_COMPITO DA SVOLGERE_
Riprendi il testo sul libro «Piazzale senza nome» di Luigia Sorrentino, continuando dopo la sua ultima frase.

_ESTRATTO DELLA PAGINA_

+ + +

Luigia Sorrentino, “Piazzale senza nome”, poesia che conduce verso “luoghi” reali.

Versi correnti di Luigia Sorrentino, «la luce divora gli infermi/ il tempo è una goccia d’inverno/ divelta// brucia il cuore di carta/ al grido inaudito», scelti per introdurre la lettura del nuovo libro, “Piazzale senza nome”, pubblicato da “Samuele Editore”, nella collana “Gialla Oro”. La Sorrentino, fedele “cronachista”, narra il magma del mondo, affonda il “corpo incandescente della vita”, coglie il “silenzio di tutte le parole”, incede fino alla “deserta vetta del cuore”, fino alla “sconosciuta profondità del vedere”. Muove lungo all’asse di un “tempo murato e silenzioso” che “prende tutto l’amore”. Le parole sono “imprigionate nel petto”, sono parole “d’affetto”, parole rubate, imperfette, passate “di bocca in bocca”, presenti eppure “perdute” come “il riflesso scuro/ di una notte piantata in un’altra notte”.

+ + +

Voci tratte da un dataset

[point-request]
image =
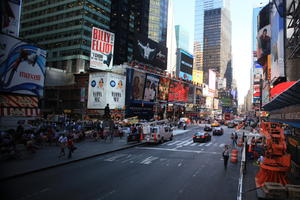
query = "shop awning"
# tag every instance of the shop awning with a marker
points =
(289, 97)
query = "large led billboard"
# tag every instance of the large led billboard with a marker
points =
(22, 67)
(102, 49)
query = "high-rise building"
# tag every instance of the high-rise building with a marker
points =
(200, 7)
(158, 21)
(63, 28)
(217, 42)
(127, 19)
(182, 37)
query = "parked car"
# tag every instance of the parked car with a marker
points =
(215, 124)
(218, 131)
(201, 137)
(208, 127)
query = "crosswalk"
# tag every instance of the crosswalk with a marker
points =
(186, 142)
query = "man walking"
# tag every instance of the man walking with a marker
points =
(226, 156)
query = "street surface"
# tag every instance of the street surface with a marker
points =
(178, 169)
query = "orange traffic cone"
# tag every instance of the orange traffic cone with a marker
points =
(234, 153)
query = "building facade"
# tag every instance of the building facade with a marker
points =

+ + +

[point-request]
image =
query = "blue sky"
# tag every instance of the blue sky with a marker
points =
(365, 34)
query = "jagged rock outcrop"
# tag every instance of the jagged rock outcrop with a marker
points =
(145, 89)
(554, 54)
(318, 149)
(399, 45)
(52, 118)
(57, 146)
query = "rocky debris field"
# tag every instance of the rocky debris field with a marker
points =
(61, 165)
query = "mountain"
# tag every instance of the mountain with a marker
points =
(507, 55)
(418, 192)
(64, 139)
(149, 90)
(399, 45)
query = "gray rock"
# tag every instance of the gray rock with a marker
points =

+ + +

_RISPOSTA_
Qual è stata la scintilla che ha portato il tuo “Piazzale senza nome”?

“Piazzale senza nome” è il frammento di un libro che cominciato a scrivere a 13 anni e che probabilmente non smetterò mai di scrivere. In quegli anni vivevo in una città di provincia al sud di Napoli con la mia famiglia. La strada che percorrevo a piedi portava al porto. Sulla banchina i miei occhi si perdevano nel colore del mare e del cielo dalle mille sfumature d’azzurro… e poi le isole disseminate nell’acqua: Capri, Procida, Ischia.  Ma alle spalle incombeva una minaccia: l’ombra scurissima del vulcano, la montagna, che d’inverno appariva in una luce temporalesca e livida. In questo luogo dalle tinte contrastanti, c’era un divario molto evidente tra i ragazzi che provenivano da famiglie povere e quelli che vivevano in famiglie benestanti.  I miei primi amici sono stati ragazzi che vivevano un disagio sociale che poi si è trasformato in una dipendenza, fisica, psicologica, affettiva. Potrei definire “Piazzale senza nome” il poema di chi non dimentica. Il poema di una persona che sta parlando sotto l’incidenza del piano della propria esistenza.

Ad oggi, dove sei stata condotta dalla poesia?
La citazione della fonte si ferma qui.